DO THIS
Report how many lines of the records below contain the string "grass", matching case exactly. Give only the number.

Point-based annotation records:
• • • • • • •

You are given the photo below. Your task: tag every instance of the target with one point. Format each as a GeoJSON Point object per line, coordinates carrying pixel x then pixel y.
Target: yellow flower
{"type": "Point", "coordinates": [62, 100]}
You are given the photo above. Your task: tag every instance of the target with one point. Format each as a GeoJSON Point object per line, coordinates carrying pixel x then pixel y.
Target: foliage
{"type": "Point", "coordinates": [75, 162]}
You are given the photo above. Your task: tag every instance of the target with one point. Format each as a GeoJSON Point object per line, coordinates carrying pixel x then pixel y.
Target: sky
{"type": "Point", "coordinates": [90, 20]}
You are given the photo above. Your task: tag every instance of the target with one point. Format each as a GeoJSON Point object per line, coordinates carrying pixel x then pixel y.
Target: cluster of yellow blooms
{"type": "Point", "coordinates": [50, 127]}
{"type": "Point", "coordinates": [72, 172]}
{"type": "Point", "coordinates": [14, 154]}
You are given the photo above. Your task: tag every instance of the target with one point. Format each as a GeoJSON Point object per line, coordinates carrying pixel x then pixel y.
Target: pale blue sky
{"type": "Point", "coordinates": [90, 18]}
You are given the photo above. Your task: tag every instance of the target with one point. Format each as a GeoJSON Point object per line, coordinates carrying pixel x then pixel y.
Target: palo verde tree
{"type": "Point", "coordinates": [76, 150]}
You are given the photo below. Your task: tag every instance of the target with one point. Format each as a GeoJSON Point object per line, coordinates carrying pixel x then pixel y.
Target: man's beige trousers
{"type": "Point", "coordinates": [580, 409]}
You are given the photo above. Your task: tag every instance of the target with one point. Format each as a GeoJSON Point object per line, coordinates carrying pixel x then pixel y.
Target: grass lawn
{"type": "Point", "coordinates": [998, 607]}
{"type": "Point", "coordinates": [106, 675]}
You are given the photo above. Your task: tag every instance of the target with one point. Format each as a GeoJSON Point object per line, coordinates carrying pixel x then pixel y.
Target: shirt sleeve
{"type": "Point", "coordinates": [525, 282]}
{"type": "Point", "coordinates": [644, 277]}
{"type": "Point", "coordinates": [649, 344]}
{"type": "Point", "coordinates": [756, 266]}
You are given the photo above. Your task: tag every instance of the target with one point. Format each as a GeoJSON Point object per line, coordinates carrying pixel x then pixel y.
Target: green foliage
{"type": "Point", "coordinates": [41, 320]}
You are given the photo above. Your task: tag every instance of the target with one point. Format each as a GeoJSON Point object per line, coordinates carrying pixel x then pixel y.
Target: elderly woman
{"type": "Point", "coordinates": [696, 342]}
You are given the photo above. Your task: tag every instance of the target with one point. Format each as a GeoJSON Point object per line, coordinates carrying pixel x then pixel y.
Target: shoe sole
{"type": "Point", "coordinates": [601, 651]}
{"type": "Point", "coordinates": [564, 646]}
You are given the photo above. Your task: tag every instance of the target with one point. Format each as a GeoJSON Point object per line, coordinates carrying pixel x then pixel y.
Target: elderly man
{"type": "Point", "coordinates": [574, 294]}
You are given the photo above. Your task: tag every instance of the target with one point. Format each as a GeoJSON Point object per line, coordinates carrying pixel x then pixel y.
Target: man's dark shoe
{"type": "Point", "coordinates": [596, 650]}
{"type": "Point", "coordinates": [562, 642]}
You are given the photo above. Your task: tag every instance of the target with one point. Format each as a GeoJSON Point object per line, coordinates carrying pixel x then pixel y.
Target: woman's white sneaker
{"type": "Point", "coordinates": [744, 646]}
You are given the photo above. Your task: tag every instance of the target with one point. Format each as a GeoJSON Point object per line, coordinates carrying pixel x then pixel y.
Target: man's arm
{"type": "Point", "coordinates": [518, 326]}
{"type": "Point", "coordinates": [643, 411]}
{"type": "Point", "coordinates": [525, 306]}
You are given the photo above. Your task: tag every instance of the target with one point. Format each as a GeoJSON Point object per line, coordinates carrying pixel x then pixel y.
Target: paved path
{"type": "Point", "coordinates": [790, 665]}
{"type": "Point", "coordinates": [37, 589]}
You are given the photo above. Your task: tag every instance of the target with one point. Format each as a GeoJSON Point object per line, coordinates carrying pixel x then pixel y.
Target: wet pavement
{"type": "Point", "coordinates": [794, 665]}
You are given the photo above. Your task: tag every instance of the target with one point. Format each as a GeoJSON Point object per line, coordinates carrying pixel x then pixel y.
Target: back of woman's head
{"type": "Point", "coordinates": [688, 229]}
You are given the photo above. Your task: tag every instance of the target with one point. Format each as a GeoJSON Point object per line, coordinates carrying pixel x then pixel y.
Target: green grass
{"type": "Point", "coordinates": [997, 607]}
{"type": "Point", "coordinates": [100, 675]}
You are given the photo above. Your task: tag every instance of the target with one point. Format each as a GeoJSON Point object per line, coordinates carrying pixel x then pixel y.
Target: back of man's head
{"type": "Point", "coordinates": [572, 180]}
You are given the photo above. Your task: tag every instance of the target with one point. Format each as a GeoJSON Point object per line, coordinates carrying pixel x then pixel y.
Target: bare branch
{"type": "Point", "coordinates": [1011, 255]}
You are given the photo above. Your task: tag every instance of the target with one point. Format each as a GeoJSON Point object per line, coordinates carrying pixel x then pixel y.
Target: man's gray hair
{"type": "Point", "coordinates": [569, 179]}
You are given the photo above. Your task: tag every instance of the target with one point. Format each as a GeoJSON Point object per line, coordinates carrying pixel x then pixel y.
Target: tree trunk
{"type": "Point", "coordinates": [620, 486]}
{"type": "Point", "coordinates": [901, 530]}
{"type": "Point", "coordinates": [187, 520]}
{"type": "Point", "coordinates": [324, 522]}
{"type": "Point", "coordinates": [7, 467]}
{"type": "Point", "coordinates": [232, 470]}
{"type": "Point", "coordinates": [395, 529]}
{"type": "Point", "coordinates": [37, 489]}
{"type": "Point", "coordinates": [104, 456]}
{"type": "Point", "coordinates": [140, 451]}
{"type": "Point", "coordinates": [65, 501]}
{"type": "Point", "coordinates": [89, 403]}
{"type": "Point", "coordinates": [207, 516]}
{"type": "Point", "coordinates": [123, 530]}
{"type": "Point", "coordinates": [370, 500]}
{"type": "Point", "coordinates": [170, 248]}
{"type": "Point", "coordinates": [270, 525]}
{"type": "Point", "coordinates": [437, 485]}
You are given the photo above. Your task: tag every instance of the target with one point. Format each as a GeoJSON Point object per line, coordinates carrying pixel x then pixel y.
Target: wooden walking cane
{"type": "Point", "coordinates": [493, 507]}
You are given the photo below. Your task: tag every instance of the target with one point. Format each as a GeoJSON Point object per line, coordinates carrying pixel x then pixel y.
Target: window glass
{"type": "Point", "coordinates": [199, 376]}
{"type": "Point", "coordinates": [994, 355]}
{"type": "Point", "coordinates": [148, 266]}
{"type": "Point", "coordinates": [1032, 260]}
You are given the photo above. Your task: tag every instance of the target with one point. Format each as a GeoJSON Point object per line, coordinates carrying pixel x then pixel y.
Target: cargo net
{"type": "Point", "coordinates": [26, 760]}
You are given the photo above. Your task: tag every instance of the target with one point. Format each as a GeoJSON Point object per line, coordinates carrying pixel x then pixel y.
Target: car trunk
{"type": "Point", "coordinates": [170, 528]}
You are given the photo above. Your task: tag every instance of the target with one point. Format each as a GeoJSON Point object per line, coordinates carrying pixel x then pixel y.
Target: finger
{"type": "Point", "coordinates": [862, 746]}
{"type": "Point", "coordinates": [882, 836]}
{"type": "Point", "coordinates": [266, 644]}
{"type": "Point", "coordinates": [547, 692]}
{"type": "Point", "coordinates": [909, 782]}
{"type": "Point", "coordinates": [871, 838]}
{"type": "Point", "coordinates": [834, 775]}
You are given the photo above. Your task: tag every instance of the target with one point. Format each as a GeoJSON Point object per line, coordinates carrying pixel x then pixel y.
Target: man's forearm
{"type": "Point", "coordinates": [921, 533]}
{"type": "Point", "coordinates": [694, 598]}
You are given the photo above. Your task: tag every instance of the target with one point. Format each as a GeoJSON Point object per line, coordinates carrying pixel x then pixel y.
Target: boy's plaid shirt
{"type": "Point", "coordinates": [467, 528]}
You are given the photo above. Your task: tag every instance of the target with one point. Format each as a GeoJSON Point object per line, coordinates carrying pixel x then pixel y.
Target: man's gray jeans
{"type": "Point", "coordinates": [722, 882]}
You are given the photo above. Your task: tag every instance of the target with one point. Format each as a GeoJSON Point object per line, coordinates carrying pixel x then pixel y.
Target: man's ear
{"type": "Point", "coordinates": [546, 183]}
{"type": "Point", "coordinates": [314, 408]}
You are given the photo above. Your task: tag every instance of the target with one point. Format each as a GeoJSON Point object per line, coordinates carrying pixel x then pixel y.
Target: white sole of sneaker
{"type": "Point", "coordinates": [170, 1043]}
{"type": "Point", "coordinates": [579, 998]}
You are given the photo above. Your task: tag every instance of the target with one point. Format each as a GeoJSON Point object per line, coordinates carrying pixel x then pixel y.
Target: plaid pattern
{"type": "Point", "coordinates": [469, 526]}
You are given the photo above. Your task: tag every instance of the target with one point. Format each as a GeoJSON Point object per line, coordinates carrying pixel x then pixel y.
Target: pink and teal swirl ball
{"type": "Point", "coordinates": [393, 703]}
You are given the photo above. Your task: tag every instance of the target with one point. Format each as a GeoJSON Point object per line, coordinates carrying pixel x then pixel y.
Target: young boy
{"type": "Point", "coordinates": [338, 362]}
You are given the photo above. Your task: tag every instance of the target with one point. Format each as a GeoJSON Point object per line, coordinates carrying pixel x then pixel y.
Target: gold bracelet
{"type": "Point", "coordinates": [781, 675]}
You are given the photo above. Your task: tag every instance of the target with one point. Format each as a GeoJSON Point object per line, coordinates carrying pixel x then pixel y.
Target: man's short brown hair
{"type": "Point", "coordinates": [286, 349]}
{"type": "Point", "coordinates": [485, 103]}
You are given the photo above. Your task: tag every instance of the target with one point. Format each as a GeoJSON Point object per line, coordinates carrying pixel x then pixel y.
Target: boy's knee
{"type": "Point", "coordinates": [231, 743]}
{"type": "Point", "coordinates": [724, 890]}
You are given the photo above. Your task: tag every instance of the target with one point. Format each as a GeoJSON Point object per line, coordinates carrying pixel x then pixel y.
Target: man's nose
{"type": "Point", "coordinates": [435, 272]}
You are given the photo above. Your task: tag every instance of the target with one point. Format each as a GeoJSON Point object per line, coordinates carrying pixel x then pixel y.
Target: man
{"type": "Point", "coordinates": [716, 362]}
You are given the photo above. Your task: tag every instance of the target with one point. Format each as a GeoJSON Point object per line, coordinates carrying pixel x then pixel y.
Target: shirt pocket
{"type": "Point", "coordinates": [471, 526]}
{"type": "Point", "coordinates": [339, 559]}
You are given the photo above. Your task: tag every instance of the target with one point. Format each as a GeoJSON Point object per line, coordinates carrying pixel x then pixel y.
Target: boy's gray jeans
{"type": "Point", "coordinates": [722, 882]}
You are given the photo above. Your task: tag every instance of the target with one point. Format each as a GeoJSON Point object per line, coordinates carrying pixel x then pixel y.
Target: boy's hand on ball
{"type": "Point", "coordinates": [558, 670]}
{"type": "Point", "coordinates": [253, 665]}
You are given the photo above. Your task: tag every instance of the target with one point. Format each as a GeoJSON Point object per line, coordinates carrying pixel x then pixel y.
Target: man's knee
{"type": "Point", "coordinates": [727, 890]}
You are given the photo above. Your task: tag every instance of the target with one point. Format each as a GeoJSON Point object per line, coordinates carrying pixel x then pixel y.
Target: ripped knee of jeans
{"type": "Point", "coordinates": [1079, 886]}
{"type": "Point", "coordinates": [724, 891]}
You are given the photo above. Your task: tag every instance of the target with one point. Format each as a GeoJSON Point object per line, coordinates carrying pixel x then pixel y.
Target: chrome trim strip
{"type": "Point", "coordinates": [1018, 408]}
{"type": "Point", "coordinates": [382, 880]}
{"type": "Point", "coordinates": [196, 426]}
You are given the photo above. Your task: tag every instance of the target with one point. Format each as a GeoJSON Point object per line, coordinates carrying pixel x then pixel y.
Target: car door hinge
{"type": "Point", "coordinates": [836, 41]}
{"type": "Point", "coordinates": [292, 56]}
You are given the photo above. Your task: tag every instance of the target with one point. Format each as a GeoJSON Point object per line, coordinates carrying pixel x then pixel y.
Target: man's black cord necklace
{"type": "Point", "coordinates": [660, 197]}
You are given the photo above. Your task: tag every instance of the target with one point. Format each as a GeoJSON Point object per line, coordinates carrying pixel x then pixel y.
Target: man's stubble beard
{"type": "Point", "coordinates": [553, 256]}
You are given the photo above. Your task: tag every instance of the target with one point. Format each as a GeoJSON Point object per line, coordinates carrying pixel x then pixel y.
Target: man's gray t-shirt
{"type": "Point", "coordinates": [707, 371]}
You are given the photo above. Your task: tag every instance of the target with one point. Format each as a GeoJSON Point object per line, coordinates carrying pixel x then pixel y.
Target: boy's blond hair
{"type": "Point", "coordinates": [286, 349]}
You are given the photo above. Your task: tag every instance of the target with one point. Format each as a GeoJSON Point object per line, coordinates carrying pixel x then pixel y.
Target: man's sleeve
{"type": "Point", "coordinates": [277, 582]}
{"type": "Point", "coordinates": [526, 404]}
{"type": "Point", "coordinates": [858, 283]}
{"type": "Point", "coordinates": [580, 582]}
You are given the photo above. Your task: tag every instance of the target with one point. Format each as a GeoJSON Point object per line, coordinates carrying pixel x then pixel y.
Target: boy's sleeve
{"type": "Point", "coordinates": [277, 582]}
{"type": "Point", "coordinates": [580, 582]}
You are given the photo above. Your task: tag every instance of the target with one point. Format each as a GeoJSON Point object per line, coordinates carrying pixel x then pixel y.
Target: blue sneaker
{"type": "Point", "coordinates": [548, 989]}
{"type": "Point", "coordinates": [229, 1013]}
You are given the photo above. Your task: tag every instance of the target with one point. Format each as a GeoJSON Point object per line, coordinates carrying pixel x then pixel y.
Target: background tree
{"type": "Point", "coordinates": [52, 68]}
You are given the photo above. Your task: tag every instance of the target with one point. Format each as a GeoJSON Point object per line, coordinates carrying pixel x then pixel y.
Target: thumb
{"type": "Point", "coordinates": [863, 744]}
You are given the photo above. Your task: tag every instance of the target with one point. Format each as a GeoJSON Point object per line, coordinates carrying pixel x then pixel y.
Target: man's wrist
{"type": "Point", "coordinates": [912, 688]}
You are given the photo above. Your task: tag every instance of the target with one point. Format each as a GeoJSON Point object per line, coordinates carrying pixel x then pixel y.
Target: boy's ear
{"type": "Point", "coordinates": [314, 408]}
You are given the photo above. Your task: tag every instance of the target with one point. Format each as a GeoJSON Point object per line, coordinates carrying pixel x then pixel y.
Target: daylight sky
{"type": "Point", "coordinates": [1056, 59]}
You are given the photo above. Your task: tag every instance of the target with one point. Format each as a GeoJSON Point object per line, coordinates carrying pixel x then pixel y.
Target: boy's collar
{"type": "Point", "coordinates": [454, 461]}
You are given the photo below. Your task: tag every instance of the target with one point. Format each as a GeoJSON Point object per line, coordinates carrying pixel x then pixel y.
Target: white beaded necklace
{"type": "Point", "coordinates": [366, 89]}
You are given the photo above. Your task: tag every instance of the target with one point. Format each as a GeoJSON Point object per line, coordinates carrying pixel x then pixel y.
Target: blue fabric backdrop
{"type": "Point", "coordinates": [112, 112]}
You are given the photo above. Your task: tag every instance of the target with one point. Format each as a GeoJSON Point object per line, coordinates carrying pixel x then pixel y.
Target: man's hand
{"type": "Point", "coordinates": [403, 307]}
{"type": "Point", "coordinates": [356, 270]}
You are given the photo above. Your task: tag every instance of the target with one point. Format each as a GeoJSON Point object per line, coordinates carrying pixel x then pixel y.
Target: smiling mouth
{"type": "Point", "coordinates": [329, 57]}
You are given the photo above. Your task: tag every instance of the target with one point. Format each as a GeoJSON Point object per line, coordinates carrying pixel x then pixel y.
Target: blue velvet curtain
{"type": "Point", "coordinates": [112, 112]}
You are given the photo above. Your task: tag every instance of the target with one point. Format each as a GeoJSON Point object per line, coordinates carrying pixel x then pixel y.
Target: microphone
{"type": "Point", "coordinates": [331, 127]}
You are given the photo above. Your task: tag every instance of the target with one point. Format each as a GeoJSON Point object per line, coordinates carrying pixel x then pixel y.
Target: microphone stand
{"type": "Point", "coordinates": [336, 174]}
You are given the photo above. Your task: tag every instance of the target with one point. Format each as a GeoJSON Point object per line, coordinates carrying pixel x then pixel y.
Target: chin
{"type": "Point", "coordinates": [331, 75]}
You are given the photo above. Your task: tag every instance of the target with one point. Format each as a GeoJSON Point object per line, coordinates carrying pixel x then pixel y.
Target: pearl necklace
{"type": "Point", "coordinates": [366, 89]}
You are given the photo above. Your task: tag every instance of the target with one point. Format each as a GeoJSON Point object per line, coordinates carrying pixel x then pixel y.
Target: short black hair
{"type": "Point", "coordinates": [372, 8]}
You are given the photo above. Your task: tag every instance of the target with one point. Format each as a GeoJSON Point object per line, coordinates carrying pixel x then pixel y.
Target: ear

• • • • • • •

WRITTEN REPLY
2